§ **REQUIRED WORK**
Please identify each line in the records below that contains the string "building" and copy those lines. Only matches with the same capitalization count.

Stored data entries:
++++++++++++++++++++

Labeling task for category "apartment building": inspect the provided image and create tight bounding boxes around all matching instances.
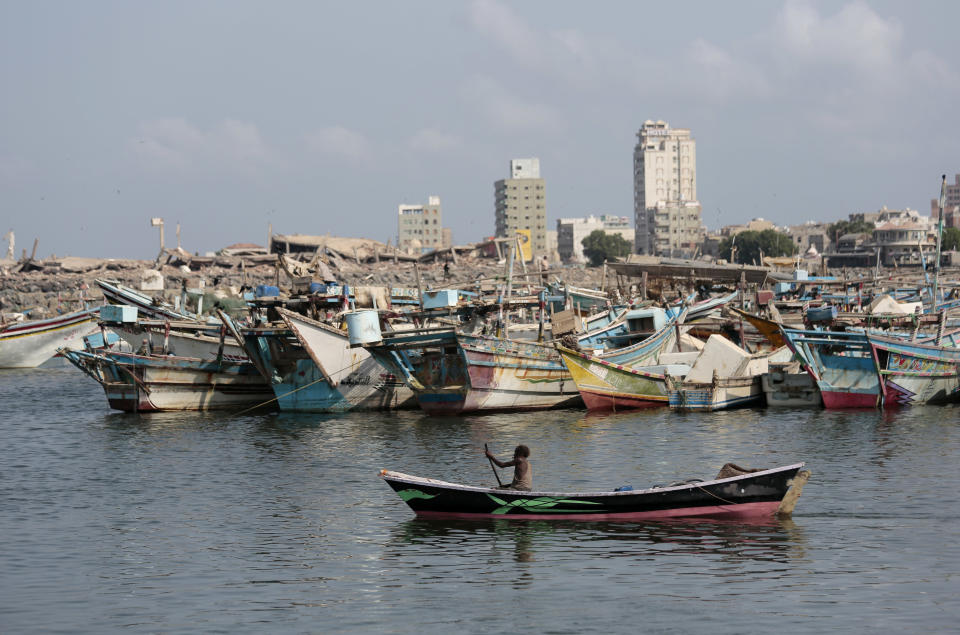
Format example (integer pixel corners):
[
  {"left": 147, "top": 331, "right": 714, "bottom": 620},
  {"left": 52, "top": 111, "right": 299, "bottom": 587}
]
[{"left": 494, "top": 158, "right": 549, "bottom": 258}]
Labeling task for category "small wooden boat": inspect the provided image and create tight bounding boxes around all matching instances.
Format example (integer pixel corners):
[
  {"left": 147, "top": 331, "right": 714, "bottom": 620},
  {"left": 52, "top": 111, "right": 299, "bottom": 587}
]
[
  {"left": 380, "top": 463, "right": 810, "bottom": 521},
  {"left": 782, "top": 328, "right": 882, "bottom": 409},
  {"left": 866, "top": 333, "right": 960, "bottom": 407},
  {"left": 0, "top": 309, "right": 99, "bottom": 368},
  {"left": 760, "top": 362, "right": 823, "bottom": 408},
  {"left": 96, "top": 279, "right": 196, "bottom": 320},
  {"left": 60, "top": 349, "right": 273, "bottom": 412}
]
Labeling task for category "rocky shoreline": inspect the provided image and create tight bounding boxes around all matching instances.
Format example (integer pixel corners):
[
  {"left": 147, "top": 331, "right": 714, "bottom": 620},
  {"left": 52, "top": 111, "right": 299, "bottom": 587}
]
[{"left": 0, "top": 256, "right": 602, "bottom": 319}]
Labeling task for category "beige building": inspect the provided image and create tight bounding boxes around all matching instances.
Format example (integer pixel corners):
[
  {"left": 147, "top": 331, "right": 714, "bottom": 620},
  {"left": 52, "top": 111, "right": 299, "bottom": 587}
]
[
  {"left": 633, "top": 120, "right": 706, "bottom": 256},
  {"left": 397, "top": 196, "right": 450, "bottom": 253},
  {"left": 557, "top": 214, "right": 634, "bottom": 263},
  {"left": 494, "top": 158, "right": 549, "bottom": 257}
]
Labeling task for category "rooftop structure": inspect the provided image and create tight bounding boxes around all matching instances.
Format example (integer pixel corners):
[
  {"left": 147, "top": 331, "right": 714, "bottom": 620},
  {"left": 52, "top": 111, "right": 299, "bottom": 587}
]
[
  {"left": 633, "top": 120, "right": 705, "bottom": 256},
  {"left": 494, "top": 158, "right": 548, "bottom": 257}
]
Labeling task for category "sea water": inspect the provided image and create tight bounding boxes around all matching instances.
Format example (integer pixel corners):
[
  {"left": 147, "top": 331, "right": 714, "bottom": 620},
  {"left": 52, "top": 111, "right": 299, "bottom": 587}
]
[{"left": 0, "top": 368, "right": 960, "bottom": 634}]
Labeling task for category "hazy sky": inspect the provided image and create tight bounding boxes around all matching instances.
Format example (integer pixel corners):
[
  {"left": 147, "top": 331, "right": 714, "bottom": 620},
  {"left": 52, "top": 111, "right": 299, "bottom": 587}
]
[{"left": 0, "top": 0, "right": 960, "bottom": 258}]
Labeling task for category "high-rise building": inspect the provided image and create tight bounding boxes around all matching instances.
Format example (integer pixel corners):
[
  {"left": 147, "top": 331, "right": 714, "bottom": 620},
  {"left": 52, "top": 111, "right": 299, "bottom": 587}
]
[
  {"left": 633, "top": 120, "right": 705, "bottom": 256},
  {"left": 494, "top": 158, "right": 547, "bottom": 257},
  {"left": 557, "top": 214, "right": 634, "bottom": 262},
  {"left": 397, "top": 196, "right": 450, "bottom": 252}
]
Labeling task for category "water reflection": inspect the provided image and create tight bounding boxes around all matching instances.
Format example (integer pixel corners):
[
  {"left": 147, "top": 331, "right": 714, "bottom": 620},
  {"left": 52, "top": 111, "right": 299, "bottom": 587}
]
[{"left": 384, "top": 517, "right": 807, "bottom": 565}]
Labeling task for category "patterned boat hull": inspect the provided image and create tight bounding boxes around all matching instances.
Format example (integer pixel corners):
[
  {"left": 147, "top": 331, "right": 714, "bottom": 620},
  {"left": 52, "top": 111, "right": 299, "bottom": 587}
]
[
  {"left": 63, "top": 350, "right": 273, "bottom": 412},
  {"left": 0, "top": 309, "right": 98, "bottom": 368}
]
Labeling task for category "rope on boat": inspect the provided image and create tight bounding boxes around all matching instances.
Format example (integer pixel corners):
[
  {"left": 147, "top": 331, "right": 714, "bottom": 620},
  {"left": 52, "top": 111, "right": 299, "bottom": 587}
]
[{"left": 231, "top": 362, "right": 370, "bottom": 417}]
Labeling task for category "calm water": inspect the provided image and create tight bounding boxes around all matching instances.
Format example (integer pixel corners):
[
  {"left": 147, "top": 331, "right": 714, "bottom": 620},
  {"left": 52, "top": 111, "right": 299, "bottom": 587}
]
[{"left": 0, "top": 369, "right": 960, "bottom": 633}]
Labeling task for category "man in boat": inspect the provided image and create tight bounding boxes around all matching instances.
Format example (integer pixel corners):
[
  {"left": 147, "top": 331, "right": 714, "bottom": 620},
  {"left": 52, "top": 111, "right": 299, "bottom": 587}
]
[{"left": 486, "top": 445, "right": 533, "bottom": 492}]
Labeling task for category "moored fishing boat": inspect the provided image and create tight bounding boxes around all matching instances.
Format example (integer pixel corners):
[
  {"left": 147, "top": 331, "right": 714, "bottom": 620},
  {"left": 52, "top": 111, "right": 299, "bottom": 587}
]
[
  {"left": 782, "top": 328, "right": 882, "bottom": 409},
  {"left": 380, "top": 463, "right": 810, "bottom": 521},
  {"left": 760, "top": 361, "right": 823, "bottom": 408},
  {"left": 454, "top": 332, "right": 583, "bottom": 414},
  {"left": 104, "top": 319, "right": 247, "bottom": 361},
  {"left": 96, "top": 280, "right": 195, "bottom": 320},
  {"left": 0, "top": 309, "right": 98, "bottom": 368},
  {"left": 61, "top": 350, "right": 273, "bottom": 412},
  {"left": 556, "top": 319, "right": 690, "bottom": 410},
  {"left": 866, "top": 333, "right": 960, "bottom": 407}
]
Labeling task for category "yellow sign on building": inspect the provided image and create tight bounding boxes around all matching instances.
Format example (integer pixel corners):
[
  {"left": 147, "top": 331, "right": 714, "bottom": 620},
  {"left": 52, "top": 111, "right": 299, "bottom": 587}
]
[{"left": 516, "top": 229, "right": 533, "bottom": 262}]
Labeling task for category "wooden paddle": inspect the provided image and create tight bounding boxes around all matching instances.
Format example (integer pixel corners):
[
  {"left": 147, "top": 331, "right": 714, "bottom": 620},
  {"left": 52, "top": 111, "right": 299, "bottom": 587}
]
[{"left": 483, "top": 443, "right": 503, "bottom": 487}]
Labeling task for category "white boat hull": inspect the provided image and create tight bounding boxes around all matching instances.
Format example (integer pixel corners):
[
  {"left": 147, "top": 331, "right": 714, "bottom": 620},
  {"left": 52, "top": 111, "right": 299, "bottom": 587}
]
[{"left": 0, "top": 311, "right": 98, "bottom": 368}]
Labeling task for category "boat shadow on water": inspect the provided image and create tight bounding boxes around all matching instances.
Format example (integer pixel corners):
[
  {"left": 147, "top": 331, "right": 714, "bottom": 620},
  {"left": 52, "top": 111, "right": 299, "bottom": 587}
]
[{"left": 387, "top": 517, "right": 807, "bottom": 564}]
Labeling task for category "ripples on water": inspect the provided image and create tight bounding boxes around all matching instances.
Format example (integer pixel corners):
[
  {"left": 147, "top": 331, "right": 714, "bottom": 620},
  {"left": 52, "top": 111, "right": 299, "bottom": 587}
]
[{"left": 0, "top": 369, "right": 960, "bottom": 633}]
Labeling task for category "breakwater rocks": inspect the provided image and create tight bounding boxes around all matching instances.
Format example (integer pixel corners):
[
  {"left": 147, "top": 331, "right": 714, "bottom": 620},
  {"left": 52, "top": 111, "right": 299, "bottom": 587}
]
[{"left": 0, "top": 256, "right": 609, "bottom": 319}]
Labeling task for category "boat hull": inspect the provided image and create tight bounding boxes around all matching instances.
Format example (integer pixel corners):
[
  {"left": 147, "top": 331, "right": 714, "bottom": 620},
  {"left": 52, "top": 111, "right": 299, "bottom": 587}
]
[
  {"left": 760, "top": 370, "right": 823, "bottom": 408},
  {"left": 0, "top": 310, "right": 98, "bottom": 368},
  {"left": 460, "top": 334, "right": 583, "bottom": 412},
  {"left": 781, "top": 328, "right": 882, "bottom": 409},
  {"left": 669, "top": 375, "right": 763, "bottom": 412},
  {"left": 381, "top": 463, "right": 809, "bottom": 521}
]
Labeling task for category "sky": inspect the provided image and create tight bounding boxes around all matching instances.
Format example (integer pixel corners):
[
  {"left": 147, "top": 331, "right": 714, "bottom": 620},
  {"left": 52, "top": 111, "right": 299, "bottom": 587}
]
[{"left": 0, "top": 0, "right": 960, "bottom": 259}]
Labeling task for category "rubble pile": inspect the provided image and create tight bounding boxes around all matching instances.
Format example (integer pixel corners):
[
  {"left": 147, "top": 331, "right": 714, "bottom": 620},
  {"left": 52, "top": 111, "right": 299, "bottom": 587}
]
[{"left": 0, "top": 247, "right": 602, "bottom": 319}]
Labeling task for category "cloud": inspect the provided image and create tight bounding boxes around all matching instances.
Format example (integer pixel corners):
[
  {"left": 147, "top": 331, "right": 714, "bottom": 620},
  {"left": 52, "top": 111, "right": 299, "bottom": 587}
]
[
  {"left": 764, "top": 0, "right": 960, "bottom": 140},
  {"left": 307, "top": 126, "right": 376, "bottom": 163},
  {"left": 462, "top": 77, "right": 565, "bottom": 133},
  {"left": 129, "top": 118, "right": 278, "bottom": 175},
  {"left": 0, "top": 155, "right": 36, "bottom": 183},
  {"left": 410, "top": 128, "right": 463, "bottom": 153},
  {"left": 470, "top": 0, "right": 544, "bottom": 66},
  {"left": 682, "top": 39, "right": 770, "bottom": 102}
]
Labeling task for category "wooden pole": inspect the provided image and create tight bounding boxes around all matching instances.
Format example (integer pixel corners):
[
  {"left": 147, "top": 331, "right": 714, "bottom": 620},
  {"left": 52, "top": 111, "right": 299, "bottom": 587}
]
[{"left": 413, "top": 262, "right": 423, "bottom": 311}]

++++++++++++++++++++

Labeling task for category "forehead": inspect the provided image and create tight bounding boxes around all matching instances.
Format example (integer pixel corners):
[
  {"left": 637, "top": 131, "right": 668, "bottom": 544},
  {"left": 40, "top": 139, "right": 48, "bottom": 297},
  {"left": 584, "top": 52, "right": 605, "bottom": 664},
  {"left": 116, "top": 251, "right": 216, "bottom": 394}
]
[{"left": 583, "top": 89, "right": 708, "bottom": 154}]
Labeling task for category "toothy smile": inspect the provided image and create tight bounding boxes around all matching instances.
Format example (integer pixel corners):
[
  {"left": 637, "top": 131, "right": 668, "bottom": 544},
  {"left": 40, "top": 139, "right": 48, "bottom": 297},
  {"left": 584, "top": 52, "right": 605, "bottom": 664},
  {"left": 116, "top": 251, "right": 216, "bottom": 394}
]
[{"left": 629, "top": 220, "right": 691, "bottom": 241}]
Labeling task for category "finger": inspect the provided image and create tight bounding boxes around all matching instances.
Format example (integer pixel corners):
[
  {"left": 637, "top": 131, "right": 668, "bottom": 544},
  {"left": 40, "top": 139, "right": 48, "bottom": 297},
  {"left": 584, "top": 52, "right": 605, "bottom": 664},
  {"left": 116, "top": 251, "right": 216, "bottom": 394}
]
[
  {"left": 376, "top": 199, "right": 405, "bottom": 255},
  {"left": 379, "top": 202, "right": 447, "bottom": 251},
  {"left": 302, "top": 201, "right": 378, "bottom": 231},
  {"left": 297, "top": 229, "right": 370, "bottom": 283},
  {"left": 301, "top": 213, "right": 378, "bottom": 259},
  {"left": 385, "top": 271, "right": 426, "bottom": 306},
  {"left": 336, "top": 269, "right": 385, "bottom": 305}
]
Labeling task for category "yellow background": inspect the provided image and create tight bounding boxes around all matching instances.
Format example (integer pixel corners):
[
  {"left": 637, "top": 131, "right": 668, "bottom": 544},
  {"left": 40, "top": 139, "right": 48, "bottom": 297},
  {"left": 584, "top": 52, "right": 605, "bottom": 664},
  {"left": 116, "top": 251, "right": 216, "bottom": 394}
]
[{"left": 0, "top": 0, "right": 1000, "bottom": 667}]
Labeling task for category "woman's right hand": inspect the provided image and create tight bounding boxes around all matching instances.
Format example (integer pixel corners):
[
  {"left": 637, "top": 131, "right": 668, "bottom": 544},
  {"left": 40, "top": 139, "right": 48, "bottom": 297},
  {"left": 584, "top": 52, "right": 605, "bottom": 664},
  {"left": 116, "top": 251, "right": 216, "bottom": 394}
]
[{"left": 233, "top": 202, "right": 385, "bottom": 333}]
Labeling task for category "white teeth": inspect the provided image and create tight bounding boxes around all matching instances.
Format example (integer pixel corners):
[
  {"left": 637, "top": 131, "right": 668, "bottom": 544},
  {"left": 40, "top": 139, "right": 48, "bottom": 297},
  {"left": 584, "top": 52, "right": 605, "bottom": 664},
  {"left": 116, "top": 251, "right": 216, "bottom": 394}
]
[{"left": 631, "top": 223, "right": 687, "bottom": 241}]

++++++++++++++++++++

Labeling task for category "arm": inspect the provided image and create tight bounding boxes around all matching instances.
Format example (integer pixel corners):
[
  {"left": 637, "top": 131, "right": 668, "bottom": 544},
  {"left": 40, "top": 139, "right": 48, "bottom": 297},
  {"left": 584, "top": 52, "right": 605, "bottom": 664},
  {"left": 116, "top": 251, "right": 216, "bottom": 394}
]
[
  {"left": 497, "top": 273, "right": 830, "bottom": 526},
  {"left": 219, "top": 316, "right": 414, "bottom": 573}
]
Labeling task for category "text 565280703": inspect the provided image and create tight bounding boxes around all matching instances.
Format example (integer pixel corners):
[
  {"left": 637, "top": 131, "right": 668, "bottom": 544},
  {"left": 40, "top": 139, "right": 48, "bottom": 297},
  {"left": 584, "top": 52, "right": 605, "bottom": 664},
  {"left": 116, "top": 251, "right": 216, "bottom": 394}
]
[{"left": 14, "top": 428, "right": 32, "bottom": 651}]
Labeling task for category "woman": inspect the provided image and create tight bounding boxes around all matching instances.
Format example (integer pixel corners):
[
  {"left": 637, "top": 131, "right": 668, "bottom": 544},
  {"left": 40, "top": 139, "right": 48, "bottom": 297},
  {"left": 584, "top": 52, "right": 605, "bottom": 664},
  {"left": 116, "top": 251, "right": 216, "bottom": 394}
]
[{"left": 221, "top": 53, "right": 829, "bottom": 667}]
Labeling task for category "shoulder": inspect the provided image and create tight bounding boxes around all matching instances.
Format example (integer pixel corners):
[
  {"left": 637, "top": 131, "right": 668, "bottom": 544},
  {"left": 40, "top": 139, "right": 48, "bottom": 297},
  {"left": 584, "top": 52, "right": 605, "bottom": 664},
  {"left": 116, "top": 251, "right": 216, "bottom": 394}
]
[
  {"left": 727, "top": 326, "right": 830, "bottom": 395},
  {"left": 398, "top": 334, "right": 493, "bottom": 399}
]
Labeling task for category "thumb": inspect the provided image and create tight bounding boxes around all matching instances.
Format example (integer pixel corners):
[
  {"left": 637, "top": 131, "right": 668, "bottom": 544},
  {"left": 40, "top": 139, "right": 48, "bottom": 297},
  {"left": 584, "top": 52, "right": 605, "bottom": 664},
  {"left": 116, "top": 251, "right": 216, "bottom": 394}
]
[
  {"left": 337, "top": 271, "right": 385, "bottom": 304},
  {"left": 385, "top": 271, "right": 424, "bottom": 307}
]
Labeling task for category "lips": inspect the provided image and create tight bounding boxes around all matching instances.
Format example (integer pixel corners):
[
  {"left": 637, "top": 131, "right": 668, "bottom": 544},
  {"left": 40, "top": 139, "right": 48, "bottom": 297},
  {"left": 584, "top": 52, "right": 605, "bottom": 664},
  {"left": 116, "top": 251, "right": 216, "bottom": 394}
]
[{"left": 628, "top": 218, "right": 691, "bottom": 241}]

++++++++++++++++++++

§ **RESULT FOR THIS TASK**
Labeling task for category "apartment building": inspect the provided image and create tight bounding boxes around all matching instances.
Labeling task for category "beige building": inspect the provided image and create tight bounding boxes around all matching instances.
Labeling task for category "high-rise building": inspect the provided image and create tight bounding boxes around all matching instances.
Labeling task for category "yellow sign on building": inspect the provided image and create tight bounding boxes around all matching instances.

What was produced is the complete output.